[Entries drawn from a collection]
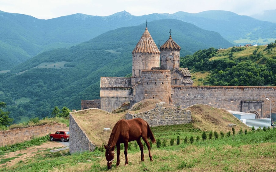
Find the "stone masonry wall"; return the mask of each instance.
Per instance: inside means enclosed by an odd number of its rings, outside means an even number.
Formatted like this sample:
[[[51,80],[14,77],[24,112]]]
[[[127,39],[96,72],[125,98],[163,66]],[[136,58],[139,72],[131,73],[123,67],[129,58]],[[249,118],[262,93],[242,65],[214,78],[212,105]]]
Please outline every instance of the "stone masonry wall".
[[[93,151],[96,145],[92,143],[84,131],[76,122],[74,117],[74,112],[71,112],[69,117],[70,128],[70,153],[85,151]]]
[[[196,104],[208,104],[227,110],[241,111],[241,101],[263,101],[263,115],[269,118],[270,101],[272,112],[276,110],[276,87],[245,86],[172,86],[171,93],[173,105],[186,107]],[[258,112],[258,110],[256,112]],[[261,114],[261,113],[260,113]]]
[[[57,130],[67,129],[66,124],[56,124],[0,132],[0,146],[30,140],[54,133]]]
[[[171,92],[170,72],[169,70],[143,71],[140,101],[156,99],[169,103]]]
[[[126,119],[140,118],[147,121],[151,127],[182,124],[191,122],[191,111],[178,108],[165,107],[162,104],[157,104],[153,109],[136,114],[127,113]]]
[[[101,108],[101,100],[96,99],[93,100],[82,100],[82,110],[89,108]]]

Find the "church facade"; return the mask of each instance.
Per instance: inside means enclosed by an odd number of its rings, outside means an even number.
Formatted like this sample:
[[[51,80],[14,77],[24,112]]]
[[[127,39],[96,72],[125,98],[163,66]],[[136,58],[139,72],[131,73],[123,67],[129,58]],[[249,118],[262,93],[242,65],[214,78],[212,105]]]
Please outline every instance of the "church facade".
[[[111,112],[145,99],[173,104],[171,86],[194,82],[188,69],[180,68],[180,49],[170,33],[158,49],[146,27],[132,51],[132,76],[101,77],[100,109]]]
[[[132,76],[101,77],[100,100],[82,100],[82,109],[112,112],[143,99],[157,99],[181,108],[202,104],[253,113],[256,118],[269,118],[275,111],[276,87],[193,86],[189,70],[180,68],[180,49],[170,33],[158,49],[146,27],[132,51]]]

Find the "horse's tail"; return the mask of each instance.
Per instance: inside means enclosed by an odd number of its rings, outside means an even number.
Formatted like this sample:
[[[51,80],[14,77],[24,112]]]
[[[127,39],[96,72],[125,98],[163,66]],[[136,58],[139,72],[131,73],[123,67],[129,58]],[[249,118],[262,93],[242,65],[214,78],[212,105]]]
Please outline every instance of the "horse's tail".
[[[151,130],[150,128],[150,126],[149,125],[149,124],[147,122],[147,138],[150,139],[153,143],[155,143],[156,142],[156,140],[155,139],[152,132],[151,131]]]

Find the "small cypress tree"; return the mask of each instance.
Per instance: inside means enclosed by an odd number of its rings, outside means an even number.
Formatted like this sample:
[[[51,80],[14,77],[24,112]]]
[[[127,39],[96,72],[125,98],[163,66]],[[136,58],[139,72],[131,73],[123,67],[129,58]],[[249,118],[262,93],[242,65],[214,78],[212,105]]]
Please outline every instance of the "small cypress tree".
[[[171,146],[172,146],[173,145],[173,143],[174,143],[174,139],[171,139],[171,141],[170,141],[170,143],[171,144]]]
[[[228,132],[227,133],[227,134],[226,135],[227,136],[227,137],[230,137],[230,136],[231,135],[231,132],[230,132],[230,131]]]
[[[220,137],[223,138],[224,137],[224,133],[222,132],[222,131],[220,131]]]
[[[202,133],[201,137],[202,138],[202,139],[203,140],[206,140],[206,139],[207,138],[207,135],[206,135],[206,133],[205,132],[203,132]]]
[[[164,147],[165,147],[167,146],[167,140],[165,139],[162,140],[162,145]]]
[[[219,138],[219,134],[216,131],[214,132],[214,136],[215,137],[215,139],[216,139]]]
[[[209,132],[209,139],[211,140],[212,139],[212,137],[213,137],[213,132],[212,131],[210,131]]]
[[[194,142],[194,136],[192,135],[191,136],[191,137],[190,138],[190,142],[191,142],[191,143],[192,144]]]
[[[179,145],[179,143],[180,143],[180,137],[179,135],[177,136],[177,137],[176,138],[176,145]]]
[[[233,132],[233,135],[235,135],[235,128],[234,126],[232,126],[232,132]]]
[[[252,131],[252,132],[255,132],[255,127],[254,127],[254,126],[252,127],[252,129],[251,130]]]
[[[199,136],[198,135],[196,136],[196,138],[195,139],[196,140],[197,142],[198,141],[198,140],[199,140]]]
[[[185,138],[184,138],[184,142],[185,142],[185,143],[187,143],[187,142],[188,141],[188,137],[187,136],[185,136]]]
[[[241,127],[241,129],[240,129],[240,131],[239,131],[239,134],[241,135],[242,134],[242,128]]]

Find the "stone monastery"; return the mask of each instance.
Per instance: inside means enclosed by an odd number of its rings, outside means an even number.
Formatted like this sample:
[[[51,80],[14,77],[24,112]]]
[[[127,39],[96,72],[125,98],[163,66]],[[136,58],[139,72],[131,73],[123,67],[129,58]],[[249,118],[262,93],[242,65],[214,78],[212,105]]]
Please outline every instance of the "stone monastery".
[[[172,104],[172,86],[192,85],[188,69],[179,68],[180,47],[170,33],[159,51],[146,27],[132,51],[132,76],[101,77],[101,109],[111,112],[124,103],[131,106],[144,99]]]
[[[82,100],[82,109],[96,107],[112,112],[145,99],[157,99],[179,107],[196,104],[269,116],[276,87],[193,86],[186,68],[179,67],[180,47],[172,38],[158,49],[147,27],[132,51],[129,78],[100,79],[100,100]],[[271,102],[266,99],[268,98]]]

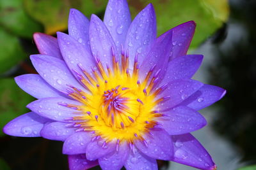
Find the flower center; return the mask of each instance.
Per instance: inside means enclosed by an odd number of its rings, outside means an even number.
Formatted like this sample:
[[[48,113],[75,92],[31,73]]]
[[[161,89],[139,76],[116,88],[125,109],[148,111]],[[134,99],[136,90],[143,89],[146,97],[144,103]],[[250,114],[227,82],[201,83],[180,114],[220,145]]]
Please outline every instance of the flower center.
[[[72,118],[76,122],[74,126],[79,127],[77,131],[93,132],[95,137],[100,136],[106,142],[117,139],[132,143],[134,138],[143,139],[144,134],[157,124],[156,118],[163,116],[156,111],[159,100],[155,98],[159,90],[152,90],[154,78],[148,81],[152,70],[141,83],[136,57],[131,76],[128,57],[124,53],[120,69],[113,55],[113,71],[107,66],[108,73],[99,59],[97,60],[97,71],[92,69],[93,76],[81,67],[84,75],[77,73],[87,92],[69,86],[72,89],[68,96],[83,104],[67,104],[81,115]]]

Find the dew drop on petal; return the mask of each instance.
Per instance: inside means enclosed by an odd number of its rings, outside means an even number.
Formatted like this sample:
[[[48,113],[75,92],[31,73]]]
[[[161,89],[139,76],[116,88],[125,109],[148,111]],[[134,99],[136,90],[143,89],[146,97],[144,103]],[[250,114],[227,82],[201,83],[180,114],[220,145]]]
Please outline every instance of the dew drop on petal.
[[[119,25],[116,27],[116,32],[118,34],[122,34],[123,33],[123,28],[124,26],[123,25]]]
[[[182,94],[182,95],[181,96],[181,99],[182,99],[182,100],[184,100],[187,97],[188,97],[188,96],[187,96],[186,94]]]
[[[79,38],[78,39],[78,42],[79,42],[79,43],[81,43],[83,42],[83,39],[81,38]]]
[[[24,127],[21,128],[20,132],[23,134],[30,134],[32,132],[32,129],[29,127]]]
[[[129,43],[128,43],[128,45],[129,45],[129,46],[132,46],[132,44],[131,42],[129,42]]]
[[[178,159],[185,159],[188,157],[188,153],[182,150],[177,150],[175,153],[174,153],[174,156]]]
[[[176,147],[180,148],[183,146],[183,143],[180,141],[177,141],[175,142],[175,146]]]
[[[197,101],[198,101],[198,102],[202,102],[202,101],[204,101],[204,98],[203,98],[203,97],[199,97],[199,98],[197,99]]]
[[[110,20],[108,22],[108,25],[109,25],[109,27],[112,27],[113,25],[113,20]]]
[[[131,162],[132,164],[136,164],[138,162],[138,159],[136,157],[133,157],[131,159]]]
[[[62,83],[61,80],[60,80],[60,79],[58,79],[56,81],[57,81],[57,83],[58,83],[59,85],[61,85]]]

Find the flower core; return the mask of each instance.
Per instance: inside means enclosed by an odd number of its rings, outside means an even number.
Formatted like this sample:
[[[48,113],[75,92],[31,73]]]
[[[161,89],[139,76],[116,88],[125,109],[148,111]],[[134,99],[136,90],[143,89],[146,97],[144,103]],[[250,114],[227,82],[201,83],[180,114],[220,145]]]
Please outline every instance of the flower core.
[[[72,89],[68,90],[68,95],[83,104],[67,106],[81,111],[81,116],[72,118],[77,121],[75,125],[80,127],[79,131],[93,131],[95,136],[107,142],[116,139],[132,143],[134,138],[143,140],[144,134],[157,124],[156,118],[163,116],[155,110],[159,101],[155,97],[159,89],[152,90],[156,80],[156,76],[152,76],[154,67],[141,83],[138,55],[131,74],[128,56],[122,53],[121,64],[113,56],[113,69],[107,65],[108,73],[99,58],[96,59],[97,68],[92,69],[92,74],[80,66],[84,75],[76,73],[88,92],[70,86]]]

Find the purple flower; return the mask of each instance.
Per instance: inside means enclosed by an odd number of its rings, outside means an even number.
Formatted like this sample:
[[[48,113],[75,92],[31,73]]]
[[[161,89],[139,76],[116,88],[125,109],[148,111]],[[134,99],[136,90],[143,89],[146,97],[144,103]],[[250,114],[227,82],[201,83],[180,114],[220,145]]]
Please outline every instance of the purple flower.
[[[216,169],[190,132],[225,90],[191,79],[203,59],[186,55],[195,29],[189,21],[156,38],[151,4],[132,22],[125,0],[109,0],[104,22],[72,9],[68,35],[34,34],[39,74],[15,81],[38,99],[4,132],[64,141],[71,170],[157,169],[157,159]]]

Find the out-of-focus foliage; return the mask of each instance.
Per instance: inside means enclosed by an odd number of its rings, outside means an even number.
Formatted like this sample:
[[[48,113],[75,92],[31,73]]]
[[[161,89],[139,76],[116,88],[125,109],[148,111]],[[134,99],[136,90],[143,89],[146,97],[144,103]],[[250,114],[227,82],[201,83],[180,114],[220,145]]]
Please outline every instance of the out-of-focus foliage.
[[[240,167],[237,170],[256,170],[256,165]]]
[[[26,106],[34,98],[21,90],[13,78],[0,80],[0,129],[14,118],[29,110]],[[0,136],[4,134],[0,131]]]
[[[26,57],[18,38],[1,27],[0,45],[0,73],[8,71]]]
[[[20,0],[0,0],[0,25],[18,36],[29,38],[33,32],[42,31],[41,25],[26,13]]]
[[[5,161],[0,158],[0,169],[3,170],[11,170],[11,168],[8,166]]]
[[[190,48],[195,48],[212,35],[224,22],[228,14],[227,0],[129,0],[133,17],[148,3],[155,7],[157,32],[161,34],[179,24],[195,20],[196,30]]]
[[[24,0],[28,13],[45,27],[46,34],[65,31],[69,9],[76,8],[86,16],[104,10],[106,0]]]

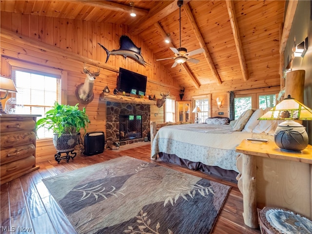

TASK:
Recast the lines between the one holding "Find the flower center;" and the one holding "Please outline every instance of the flower center.", inclusive, as a Markdown table with the columns Row and Line, leaving out any blank lines.

COMPLETE OUTPUT:
| Row | Line |
|---|---|
| 1 | Find the flower center; return the mask of each instance. |
| 2 | Per instance: inside means enclosed by an odd number of its rings, outside means an even number. |
| 3 | Formatted like this sample: |
| 4 | [[[48,113],[75,92],[31,73]]] |
| 5 | [[[161,89],[139,76],[116,88],[125,109],[148,111]],[[134,99],[136,90],[143,89],[146,97],[144,103]],[[250,114],[227,82],[201,83],[180,114],[220,145]]] |
| 6 | Please outline every instance of the flower center. |